— Start Input rows —

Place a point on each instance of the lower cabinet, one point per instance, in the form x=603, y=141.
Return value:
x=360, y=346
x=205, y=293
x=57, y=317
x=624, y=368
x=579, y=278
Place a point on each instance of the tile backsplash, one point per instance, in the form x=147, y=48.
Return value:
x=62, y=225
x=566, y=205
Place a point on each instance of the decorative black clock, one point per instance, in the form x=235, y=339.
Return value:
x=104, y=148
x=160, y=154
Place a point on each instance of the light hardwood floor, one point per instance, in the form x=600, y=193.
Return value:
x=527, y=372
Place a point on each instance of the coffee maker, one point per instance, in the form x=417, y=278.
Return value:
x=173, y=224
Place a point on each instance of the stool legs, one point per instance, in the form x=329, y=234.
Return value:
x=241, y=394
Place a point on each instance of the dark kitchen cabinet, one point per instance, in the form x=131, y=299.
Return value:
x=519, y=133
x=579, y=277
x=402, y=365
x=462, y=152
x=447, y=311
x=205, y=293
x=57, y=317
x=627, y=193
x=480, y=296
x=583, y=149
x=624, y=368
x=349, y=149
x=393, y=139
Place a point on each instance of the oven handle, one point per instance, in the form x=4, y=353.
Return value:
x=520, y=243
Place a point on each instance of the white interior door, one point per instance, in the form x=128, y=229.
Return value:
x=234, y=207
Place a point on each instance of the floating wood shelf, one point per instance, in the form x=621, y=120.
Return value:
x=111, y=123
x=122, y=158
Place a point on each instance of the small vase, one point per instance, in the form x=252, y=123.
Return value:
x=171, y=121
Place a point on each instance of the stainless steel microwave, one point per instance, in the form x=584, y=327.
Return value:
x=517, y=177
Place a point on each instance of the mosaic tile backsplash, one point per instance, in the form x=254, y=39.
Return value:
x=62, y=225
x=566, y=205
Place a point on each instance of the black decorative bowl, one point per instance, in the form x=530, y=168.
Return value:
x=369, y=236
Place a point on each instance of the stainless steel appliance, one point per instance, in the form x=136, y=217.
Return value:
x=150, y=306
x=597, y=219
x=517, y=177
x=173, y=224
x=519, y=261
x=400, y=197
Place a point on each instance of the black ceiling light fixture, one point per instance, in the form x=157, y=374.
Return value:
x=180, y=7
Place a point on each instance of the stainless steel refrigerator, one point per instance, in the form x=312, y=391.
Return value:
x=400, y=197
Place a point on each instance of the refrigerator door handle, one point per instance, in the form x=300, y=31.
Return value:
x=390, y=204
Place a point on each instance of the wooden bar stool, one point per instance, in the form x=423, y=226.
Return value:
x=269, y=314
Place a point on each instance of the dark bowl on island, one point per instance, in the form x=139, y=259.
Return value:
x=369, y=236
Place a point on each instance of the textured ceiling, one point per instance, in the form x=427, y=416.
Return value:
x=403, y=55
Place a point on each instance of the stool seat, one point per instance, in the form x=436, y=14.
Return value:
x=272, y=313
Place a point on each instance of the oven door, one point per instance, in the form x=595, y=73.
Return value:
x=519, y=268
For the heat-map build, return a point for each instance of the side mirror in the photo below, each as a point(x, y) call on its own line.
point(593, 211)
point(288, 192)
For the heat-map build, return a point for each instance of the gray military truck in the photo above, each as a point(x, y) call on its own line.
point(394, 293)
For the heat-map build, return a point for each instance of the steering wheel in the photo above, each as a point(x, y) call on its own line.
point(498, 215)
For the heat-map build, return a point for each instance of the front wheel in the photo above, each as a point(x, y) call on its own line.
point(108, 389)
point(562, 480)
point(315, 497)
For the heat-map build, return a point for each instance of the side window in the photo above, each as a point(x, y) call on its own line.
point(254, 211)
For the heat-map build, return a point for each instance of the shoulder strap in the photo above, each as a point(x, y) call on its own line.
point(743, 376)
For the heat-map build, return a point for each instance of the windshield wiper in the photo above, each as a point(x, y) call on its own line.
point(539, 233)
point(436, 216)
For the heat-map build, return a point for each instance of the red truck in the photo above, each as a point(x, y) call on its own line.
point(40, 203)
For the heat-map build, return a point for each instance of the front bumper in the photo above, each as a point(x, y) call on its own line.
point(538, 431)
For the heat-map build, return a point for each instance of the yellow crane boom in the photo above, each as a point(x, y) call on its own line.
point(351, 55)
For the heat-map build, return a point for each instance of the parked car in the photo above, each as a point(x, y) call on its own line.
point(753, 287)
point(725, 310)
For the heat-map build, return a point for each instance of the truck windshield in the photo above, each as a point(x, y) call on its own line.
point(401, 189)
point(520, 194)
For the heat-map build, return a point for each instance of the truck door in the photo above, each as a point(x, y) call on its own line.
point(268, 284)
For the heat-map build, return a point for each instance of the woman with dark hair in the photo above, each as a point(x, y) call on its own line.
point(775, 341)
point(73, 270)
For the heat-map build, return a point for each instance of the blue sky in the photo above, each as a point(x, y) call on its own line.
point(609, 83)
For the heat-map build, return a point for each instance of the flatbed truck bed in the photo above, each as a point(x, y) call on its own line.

— End Input rows —

* Problem statement *
Repeat the entries above without any change, starting with the line that contains "of the parked" and going on through the line that contains "point(520, 194)", including both of those lines.

* Complete response *
For the heat-map build, return a point for each instance of the parked car in the photo above, each as a point(x, y) call on its own line.
point(753, 287)
point(725, 310)
For the heat-map build, return a point for each instance of the truck windshield in the photo above, each as a point(x, y) call on its own line.
point(401, 189)
point(520, 194)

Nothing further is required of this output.